Written exercise: Starting at the line that contains "In this exercise you will annotate each instance of the concrete", transcribe every remaining line of the entries exactly, including the last one.

Dataset content:
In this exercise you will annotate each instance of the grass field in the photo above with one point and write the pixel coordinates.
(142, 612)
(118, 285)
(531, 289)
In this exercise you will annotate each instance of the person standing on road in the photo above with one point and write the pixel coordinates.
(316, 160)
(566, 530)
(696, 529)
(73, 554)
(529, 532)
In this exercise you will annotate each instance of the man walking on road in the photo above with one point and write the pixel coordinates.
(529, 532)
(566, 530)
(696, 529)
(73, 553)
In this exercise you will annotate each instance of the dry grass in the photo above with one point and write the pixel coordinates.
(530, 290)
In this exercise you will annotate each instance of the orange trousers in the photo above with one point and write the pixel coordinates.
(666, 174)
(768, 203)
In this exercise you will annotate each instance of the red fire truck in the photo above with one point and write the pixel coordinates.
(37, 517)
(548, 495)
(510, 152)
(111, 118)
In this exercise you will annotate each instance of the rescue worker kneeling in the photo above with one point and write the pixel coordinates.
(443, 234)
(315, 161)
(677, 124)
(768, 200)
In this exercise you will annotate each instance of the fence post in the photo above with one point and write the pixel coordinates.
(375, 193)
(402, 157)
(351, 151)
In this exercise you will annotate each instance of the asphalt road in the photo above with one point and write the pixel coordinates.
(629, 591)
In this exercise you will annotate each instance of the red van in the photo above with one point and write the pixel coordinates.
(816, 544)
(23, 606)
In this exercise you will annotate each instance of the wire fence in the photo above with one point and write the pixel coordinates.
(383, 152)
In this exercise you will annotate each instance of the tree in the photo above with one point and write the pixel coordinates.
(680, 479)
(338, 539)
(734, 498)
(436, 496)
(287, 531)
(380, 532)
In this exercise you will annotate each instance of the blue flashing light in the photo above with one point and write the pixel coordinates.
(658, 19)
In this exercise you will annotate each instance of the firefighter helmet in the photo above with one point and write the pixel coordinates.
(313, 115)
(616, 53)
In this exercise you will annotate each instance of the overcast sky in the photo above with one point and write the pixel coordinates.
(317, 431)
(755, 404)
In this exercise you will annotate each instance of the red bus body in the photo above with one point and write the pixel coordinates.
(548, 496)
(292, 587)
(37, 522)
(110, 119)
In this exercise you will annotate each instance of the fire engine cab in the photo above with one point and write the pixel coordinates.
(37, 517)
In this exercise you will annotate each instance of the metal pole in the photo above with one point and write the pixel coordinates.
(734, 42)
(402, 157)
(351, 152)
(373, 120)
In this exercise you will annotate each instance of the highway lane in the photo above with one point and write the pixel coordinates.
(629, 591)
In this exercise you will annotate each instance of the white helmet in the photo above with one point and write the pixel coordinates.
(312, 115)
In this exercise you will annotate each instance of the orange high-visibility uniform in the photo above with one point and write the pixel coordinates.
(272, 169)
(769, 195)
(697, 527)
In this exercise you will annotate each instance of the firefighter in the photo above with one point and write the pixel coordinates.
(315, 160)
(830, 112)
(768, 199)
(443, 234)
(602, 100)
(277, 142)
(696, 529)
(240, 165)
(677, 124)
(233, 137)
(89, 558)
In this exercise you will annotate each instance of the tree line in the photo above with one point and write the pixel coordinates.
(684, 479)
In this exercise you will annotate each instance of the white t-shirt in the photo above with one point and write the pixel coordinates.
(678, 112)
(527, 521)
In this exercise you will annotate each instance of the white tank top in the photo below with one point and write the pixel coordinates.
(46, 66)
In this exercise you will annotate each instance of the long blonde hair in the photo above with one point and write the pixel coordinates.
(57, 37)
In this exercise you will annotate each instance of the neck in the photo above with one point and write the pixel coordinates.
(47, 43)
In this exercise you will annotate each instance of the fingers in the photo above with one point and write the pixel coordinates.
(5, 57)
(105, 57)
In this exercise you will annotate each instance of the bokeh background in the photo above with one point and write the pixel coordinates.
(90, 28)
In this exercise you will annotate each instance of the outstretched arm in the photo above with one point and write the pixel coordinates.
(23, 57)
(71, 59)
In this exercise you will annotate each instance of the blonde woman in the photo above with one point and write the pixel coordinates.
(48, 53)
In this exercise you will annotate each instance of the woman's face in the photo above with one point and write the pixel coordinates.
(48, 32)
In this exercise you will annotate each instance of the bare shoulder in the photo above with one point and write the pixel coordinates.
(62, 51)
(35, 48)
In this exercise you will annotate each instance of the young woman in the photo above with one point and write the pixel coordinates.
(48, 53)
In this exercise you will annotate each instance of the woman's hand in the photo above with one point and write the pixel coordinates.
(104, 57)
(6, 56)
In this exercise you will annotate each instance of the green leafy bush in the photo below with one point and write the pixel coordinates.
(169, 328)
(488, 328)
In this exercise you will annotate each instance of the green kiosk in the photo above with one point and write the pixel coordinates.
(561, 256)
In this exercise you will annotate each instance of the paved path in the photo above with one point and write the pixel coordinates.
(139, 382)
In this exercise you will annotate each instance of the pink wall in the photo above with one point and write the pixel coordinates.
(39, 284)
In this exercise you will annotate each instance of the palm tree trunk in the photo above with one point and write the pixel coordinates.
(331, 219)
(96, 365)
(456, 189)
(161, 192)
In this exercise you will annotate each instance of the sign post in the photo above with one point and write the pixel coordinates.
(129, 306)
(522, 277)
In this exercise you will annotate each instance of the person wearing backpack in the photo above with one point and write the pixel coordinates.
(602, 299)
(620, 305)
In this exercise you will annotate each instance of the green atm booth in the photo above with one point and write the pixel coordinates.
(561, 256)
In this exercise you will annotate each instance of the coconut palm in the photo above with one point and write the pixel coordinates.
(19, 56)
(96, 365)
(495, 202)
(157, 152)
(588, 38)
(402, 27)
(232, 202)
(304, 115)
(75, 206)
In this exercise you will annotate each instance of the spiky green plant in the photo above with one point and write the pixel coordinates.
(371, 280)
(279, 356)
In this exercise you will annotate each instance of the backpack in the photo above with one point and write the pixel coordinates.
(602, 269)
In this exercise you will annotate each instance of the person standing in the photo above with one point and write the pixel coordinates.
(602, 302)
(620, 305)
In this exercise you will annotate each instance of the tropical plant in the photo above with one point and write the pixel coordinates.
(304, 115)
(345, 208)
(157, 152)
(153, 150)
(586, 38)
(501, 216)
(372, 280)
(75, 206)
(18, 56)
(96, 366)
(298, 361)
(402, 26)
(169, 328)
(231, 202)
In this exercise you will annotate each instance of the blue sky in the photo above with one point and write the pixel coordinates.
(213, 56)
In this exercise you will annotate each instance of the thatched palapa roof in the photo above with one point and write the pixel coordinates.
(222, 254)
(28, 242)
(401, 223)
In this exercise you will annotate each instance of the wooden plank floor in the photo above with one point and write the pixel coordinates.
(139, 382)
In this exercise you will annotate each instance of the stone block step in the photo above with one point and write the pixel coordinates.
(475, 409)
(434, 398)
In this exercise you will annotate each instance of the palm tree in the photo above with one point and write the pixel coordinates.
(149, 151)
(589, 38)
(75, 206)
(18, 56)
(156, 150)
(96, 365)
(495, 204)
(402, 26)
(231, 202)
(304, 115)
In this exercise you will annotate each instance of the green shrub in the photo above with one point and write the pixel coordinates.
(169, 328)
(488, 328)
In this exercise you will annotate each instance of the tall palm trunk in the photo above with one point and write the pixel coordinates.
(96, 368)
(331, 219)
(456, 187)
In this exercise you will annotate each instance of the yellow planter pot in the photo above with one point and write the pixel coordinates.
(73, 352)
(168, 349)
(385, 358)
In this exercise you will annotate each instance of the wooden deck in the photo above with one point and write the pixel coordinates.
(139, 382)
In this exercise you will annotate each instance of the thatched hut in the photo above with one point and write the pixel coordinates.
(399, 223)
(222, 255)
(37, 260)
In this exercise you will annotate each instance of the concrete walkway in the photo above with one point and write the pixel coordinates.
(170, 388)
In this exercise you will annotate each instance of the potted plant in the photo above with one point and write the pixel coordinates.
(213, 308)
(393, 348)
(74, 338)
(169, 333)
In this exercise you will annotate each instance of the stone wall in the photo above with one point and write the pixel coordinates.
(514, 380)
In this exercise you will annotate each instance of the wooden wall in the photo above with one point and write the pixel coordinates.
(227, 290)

Result for this task:
In this exercise you will annotate each instance of the concrete walkway in the photo above with one point and write the pixel coordinates.
(170, 388)
In this exercise you will annotate each instance of the potted plant in the photo above with one point and write the pixel coordinates.
(213, 308)
(393, 348)
(74, 338)
(169, 333)
In this exercise you will annotate each instance of the stone wall in the photo above with one point and write the pixel coordinates.
(514, 380)
In this exercise you will annotate each instance of the wooden wall in the photo above with one point and write the pixel coordinates.
(227, 290)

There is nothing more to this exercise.